■ Coordinate annotation entries

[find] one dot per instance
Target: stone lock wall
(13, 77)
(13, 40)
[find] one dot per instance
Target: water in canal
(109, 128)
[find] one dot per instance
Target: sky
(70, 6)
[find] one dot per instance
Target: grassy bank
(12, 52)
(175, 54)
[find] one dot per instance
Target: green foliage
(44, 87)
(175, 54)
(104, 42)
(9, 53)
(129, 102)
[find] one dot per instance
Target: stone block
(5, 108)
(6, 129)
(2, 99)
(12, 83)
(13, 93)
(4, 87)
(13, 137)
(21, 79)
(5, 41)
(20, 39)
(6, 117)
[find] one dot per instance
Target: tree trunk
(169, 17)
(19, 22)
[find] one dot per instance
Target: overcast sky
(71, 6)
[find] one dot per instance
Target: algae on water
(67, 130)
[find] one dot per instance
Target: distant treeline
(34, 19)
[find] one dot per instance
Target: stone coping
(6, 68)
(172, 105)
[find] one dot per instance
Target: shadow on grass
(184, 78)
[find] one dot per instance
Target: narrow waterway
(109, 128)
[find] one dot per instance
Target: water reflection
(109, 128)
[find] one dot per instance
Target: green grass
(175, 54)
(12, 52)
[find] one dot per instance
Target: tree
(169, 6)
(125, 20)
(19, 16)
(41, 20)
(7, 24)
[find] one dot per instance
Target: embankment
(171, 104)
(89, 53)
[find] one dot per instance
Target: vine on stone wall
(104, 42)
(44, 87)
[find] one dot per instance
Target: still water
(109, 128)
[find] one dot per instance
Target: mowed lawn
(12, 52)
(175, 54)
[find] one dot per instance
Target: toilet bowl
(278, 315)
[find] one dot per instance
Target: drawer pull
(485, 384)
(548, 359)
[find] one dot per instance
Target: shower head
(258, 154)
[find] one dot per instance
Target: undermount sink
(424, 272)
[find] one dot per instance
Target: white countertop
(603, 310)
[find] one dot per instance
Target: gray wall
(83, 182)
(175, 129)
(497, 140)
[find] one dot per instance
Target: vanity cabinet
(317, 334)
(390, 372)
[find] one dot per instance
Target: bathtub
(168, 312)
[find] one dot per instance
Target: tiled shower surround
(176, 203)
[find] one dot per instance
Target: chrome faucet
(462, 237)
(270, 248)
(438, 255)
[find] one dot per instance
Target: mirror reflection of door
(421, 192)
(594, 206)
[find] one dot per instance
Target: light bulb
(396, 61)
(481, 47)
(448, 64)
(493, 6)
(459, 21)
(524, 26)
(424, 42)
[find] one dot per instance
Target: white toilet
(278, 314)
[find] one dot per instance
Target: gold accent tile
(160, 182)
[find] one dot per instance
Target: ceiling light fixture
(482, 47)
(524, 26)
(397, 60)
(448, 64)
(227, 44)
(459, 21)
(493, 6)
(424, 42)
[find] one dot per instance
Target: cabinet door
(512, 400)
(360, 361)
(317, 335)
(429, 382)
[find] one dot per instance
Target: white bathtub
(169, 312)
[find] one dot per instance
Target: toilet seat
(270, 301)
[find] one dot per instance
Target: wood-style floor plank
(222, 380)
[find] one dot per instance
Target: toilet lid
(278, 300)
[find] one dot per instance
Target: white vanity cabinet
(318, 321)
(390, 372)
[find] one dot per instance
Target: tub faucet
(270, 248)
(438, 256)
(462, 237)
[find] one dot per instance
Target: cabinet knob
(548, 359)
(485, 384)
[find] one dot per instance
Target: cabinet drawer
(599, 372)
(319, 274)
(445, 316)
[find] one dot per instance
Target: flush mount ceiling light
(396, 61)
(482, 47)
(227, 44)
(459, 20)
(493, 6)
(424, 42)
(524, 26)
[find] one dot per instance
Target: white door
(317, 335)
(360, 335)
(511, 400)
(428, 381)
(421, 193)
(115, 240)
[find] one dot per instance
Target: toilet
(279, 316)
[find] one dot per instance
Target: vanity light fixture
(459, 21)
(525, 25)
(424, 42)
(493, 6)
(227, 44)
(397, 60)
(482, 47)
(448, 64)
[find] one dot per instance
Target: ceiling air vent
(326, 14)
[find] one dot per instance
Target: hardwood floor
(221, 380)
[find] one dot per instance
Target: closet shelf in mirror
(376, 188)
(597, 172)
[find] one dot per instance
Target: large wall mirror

■ Task description
Print the listing above in its entirety, with every line exact.

■ Output
[find] one dot per instance
Target: stone lock wall
(13, 77)
(13, 40)
[find] one dot per instance
Target: water in canal
(109, 128)
[find] one dot per instance
Target: sky
(70, 6)
[find] one dot per instance
Target: grassy bank
(12, 52)
(175, 54)
[find] one dot per instance
Target: green foliage
(44, 87)
(175, 54)
(104, 42)
(9, 53)
(129, 102)
[find] one dot per instance
Target: stone block
(5, 108)
(6, 129)
(2, 99)
(12, 83)
(13, 93)
(4, 87)
(13, 137)
(21, 79)
(5, 41)
(20, 39)
(6, 117)
[find] one dot per instance
Target: tree trunk
(169, 17)
(19, 22)
[find] one dot per instance
Target: overcast sky
(71, 6)
[find] one dot per instance
Target: algae on water
(67, 130)
[find] one dot per instance
Target: distant treeline
(34, 19)
[find] one dot per instance
Target: stone coping
(6, 68)
(172, 105)
[find] one dot per instance
Target: shadow on grass
(184, 78)
[find] one dot per instance
Target: narrow waterway
(109, 128)
[find] one dot per instance
Target: water reflection
(109, 128)
[find] one dot per instance
Target: green grass
(175, 54)
(12, 52)
[find] one dot per instance
Target: tree
(169, 6)
(125, 20)
(19, 16)
(41, 20)
(7, 24)
[find] one dot per instance
Target: embankment
(171, 104)
(89, 53)
[find] one dot per instance
Target: vine on stone wall
(104, 42)
(44, 87)
[find] one dot per instance
Target: still water
(109, 128)
[find] one dot per instance
Target: mowed lawn
(12, 52)
(175, 54)
[find] one dot per instance
Target: toilet bowl
(278, 315)
[find] one dot per instance
Target: drawer pull
(485, 384)
(548, 359)
[find] one dot per instance
Target: shower head
(258, 154)
[find] one dot per instance
Target: undermount sink
(424, 272)
[find] one dot per instance
Target: white countertop
(603, 310)
[find] one dot per instance
Target: gray wall
(83, 182)
(175, 129)
(497, 140)
[find] one dot per instance
Target: vanity cabinet
(317, 334)
(390, 372)
[find] one dot per instance
Target: bathtub
(168, 312)
[find] one dot per instance
Target: tiled shower surround
(176, 203)
[find] one dot per instance
Target: chrome faucet
(462, 237)
(270, 248)
(438, 255)
[find] one dot per instance
Target: mirror reflection of door
(421, 192)
(594, 206)
[find] one dot per instance
Target: light bulb
(396, 61)
(481, 47)
(448, 64)
(493, 6)
(459, 21)
(524, 26)
(424, 42)
[find] one dot per instance
Target: white toilet
(278, 314)
[find] one dot per instance
Target: gold accent tile
(160, 182)
[find] one dot per instance
Target: ceiling light fixture
(482, 47)
(524, 26)
(397, 60)
(448, 64)
(227, 44)
(459, 21)
(493, 6)
(424, 42)
[find] one dot per instance
Target: cabinet door
(512, 400)
(360, 361)
(317, 335)
(429, 382)
[find] one dot per instance
Target: white bathtub
(169, 312)
[find] one dot per instance
Target: toilet seat
(270, 301)
[find] one dot per instance
Target: wood-style floor plank
(222, 380)
[find] one dot per instance
Target: toilet lid
(278, 300)
[find] one dot per instance
Target: white vanity cabinet
(318, 321)
(390, 372)
[find] one dot per instance
Target: tub faucet
(270, 248)
(438, 256)
(462, 237)
[find] one dot per instance
Target: cabinet knob
(548, 359)
(485, 384)
[find] one dot per instance
Target: cabinet drawer
(599, 372)
(319, 274)
(445, 316)
[find] one dot per instance
Target: flush mount ceiling light
(396, 61)
(482, 47)
(227, 44)
(459, 20)
(493, 6)
(424, 42)
(524, 26)
[find] one dot per instance
Target: white door
(317, 335)
(360, 335)
(511, 400)
(428, 381)
(421, 193)
(115, 240)
[find] one dot per instance
Target: toilet
(279, 316)
[find] one dot per instance
Target: vanity light fixture
(459, 21)
(525, 25)
(424, 42)
(493, 6)
(227, 44)
(397, 60)
(482, 47)
(448, 64)
[find] one dot per instance
Target: ceiling air vent
(326, 14)
[find] one dot per instance
Target: hardwood floor
(221, 380)
[find] one dot per instance
Target: closet shelf in mirror
(376, 188)
(597, 172)
[find] one dot per instance
Target: large wall mirror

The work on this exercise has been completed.